> _Tugas yang Diminta_: Susun entri dari baris yang memuat "Could you please locate the forested" sampai baris yang memuat "[37,109,52,118]" (keduanya ikut) sebagai CSV dua kolom bernama masukan dan keluaran, satu baris per entri. Isi masukan dengan teks entri dan keluaran dengan jawabannya, masing-masing sebagai satu field berkutip dengan setiap jeda baris diganti spasi.

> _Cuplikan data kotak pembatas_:
= = = = =

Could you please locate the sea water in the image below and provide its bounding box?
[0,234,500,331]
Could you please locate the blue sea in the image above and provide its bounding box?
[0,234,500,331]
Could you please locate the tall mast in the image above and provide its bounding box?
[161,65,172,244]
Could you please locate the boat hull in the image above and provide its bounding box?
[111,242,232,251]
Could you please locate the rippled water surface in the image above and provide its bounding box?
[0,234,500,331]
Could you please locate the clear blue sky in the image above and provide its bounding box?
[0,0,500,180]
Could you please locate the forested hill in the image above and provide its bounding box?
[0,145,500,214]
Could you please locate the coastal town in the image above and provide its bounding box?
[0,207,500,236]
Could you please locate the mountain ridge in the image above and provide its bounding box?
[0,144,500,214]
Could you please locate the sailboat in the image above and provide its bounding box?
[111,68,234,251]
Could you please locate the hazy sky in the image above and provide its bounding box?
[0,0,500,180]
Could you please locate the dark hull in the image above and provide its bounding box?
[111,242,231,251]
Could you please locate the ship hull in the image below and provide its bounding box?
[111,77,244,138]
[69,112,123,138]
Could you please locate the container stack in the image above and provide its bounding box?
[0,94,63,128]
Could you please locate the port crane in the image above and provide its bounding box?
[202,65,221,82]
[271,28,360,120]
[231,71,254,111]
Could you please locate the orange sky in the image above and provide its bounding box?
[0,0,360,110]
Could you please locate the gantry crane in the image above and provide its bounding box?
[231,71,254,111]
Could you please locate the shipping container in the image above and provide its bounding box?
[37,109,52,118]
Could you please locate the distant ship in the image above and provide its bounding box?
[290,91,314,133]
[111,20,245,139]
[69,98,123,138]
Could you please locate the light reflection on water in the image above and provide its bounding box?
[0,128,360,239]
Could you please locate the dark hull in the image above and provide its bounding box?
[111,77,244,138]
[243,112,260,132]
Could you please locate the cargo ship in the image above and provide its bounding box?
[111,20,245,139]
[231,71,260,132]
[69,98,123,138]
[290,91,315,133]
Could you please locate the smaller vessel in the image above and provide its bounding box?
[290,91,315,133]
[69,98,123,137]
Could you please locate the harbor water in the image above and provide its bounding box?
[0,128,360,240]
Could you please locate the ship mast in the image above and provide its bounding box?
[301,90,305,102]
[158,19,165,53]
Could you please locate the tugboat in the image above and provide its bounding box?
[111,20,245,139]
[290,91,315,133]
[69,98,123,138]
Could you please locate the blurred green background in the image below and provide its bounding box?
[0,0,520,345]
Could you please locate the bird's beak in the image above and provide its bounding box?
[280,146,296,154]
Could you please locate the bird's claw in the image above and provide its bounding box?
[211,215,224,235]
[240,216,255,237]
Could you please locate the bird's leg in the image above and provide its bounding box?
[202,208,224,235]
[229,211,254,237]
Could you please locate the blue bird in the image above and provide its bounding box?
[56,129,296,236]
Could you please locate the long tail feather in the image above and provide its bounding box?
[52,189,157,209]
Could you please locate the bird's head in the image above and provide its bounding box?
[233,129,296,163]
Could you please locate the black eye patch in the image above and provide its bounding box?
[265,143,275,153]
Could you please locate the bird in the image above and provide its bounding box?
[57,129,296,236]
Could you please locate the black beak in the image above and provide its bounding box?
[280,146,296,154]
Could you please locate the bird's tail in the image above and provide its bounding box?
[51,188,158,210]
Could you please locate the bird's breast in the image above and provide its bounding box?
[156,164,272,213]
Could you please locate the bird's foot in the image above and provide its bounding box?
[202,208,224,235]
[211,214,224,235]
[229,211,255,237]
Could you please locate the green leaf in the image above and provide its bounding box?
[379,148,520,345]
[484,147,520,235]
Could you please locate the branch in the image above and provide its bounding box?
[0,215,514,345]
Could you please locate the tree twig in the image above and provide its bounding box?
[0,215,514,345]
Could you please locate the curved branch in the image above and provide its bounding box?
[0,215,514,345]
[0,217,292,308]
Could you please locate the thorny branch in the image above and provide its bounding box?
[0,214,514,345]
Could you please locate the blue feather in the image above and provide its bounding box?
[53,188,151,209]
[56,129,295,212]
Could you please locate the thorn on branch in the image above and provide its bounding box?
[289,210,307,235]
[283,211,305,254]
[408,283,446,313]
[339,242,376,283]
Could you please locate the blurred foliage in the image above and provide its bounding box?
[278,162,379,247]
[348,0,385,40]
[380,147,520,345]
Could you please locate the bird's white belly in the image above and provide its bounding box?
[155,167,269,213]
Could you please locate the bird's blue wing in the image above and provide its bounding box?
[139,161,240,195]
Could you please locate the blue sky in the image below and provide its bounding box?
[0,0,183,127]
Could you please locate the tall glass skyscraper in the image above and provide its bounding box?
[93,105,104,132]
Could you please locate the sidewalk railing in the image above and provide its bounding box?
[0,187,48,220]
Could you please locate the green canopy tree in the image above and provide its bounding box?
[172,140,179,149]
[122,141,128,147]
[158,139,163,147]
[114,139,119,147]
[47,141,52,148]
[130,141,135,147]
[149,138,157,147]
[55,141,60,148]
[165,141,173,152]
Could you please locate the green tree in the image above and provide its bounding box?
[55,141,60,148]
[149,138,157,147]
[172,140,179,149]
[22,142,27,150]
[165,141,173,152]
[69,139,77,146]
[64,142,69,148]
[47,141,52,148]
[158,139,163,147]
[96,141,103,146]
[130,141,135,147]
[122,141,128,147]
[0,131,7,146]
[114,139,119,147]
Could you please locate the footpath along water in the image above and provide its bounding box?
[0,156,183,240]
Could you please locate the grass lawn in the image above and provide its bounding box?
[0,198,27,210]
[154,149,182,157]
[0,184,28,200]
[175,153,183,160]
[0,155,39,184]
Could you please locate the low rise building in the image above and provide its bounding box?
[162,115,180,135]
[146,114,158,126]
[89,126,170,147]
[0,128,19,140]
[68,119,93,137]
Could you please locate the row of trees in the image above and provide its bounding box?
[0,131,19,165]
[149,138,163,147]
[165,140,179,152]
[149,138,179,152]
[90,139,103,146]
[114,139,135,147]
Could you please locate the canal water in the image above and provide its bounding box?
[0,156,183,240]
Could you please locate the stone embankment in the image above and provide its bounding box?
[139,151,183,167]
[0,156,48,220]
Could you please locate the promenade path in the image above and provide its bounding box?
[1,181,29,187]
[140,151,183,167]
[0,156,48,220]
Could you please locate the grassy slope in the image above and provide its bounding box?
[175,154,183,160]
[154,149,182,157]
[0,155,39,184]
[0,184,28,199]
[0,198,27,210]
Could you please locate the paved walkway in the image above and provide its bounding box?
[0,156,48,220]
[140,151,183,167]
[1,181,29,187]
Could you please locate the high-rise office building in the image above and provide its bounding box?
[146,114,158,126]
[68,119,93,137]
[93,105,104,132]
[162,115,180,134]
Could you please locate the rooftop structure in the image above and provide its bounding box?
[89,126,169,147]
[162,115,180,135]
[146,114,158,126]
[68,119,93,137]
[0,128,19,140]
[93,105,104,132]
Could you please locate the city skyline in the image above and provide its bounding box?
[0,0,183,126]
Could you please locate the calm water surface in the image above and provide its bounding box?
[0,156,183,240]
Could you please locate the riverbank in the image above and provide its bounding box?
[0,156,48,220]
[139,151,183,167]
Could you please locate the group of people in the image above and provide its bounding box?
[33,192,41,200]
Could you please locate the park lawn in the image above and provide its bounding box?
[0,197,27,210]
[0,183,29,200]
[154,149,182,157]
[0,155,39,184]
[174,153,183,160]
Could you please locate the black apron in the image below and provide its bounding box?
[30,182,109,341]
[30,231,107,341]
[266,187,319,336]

= = = = =

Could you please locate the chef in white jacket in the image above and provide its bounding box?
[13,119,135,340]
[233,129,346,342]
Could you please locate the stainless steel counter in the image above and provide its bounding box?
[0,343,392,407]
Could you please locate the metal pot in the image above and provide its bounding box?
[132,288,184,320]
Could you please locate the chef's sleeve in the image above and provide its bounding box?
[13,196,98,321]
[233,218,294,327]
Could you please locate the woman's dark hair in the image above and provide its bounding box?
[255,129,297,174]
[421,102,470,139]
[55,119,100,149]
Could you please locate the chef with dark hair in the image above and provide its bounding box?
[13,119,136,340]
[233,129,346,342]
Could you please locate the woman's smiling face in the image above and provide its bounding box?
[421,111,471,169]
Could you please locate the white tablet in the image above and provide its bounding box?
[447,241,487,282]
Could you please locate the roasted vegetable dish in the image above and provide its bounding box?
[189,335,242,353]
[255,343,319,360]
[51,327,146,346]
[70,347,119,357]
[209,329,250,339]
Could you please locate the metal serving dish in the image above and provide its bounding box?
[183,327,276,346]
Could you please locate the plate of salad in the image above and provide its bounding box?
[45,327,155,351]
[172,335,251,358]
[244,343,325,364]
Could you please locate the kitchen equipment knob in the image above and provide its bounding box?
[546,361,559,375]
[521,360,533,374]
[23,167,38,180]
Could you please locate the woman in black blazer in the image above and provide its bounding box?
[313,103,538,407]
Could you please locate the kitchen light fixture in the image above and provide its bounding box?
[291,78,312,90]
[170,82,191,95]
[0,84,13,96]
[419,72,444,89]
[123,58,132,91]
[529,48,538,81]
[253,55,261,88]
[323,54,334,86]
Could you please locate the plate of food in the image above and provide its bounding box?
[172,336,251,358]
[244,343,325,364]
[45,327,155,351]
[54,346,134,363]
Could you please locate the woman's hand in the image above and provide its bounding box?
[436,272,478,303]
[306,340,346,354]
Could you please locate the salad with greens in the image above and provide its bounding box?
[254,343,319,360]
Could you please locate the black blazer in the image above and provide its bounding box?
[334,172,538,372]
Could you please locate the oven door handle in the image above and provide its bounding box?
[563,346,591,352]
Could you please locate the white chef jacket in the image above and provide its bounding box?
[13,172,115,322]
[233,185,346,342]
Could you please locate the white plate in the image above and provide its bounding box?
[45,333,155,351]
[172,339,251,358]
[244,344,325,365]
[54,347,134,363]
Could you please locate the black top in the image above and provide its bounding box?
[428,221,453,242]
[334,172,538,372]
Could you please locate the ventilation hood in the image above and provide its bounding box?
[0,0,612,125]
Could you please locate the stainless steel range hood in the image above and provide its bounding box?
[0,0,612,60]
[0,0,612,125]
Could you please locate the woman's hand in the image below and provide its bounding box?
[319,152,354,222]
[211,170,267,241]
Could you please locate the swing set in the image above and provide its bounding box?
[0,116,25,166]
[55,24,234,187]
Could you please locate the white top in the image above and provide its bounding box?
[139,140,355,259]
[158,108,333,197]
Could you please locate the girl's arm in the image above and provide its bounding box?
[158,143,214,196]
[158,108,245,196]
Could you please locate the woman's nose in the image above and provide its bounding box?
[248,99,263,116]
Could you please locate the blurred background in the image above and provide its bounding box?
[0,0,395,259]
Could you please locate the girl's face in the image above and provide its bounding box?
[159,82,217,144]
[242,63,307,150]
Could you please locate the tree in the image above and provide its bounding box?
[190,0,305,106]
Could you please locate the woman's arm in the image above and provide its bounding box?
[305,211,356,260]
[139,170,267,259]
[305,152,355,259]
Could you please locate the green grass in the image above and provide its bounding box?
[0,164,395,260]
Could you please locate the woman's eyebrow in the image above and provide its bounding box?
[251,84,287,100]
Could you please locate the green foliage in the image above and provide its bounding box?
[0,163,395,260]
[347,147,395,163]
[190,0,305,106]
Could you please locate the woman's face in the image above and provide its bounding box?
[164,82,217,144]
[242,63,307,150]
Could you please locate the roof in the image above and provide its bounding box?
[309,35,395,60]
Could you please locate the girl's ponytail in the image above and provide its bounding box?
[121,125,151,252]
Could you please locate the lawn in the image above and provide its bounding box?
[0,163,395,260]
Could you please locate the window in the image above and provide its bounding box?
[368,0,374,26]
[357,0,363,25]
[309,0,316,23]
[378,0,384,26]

= = = = =

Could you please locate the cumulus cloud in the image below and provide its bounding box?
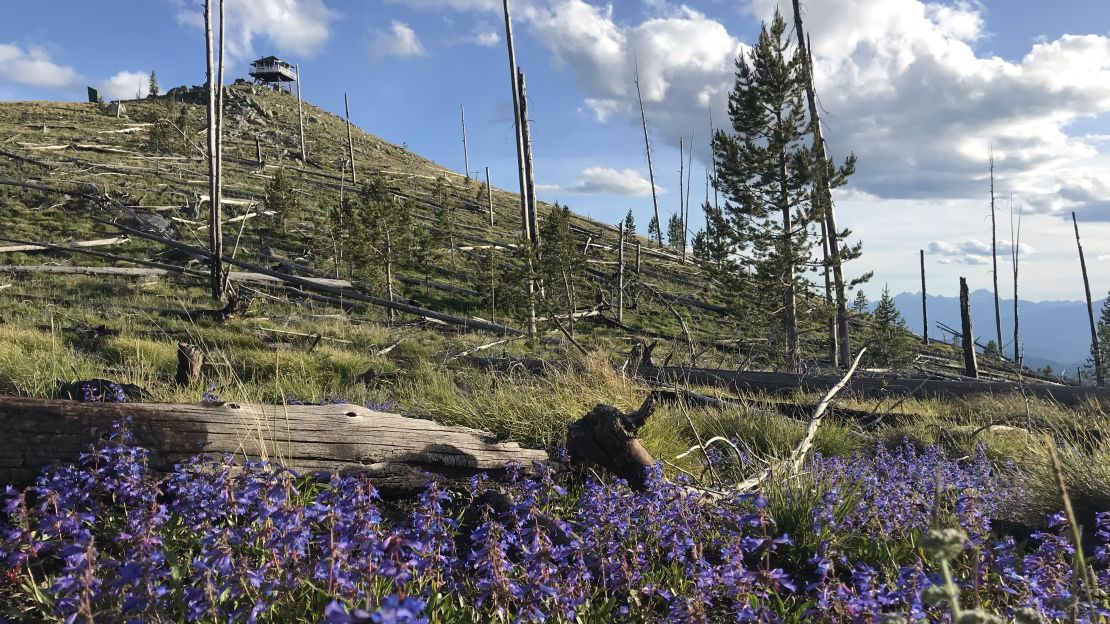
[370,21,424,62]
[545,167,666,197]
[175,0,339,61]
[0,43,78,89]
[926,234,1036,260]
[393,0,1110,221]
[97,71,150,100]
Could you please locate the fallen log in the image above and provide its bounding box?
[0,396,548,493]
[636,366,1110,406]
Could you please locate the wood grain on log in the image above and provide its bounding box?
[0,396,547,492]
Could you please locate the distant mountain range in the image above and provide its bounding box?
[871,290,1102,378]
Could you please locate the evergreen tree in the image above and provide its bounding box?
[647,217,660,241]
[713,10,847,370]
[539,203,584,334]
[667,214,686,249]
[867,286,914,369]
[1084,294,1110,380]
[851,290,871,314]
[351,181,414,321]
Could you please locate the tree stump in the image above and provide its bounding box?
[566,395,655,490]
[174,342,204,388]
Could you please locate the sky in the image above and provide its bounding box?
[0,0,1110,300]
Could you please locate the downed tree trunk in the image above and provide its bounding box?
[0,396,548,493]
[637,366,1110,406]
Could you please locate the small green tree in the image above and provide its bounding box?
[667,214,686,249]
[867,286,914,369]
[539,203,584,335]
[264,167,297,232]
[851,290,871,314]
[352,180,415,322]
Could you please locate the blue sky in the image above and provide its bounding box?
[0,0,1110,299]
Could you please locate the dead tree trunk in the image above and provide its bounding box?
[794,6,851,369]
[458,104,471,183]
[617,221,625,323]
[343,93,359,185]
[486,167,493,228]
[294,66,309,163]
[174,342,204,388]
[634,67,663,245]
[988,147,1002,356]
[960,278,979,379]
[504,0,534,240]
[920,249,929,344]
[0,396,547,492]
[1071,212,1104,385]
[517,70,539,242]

= = = = =

> _Jawaban_:
masukan,keluaran
"Could you please locate the forested hill in the image above and provide its bounding box?","[0,145,500,214]"
"Could you please locate the coastal town in the image above and provide its bounding box?","[0,207,500,236]"
"Could you please locate the mountain ridge in the image above and provide its bounding box?","[0,144,500,214]"
"Could you please locate the sailboat in the image above and provide its bounding box?","[111,68,234,251]"
"Could you please locate the hazy sky in the image above and provide its bounding box?","[0,0,500,180]"
"Could you please locate the dark hull in the image above and provide its bounding box?","[111,242,231,251]"
"Could you please locate the ship hull in the image below and provide its bounding box?","[111,77,244,138] [69,112,123,138]"
"Could you please locate the container stack in the image above and provide its bounding box?","[0,94,63,128]"
"Could you please locate the port crane in the image above and provide its bounding box?","[202,65,221,82] [271,28,360,120] [231,71,254,111]"
"Could you please locate the orange sky in the image above and provide its bounding box?","[0,0,360,110]"
"Could you please locate the gantry crane in the image above and provide its bounding box?","[231,71,254,111]"
"Could you please locate the shipping container in the image above and provide its bounding box?","[37,109,52,118]"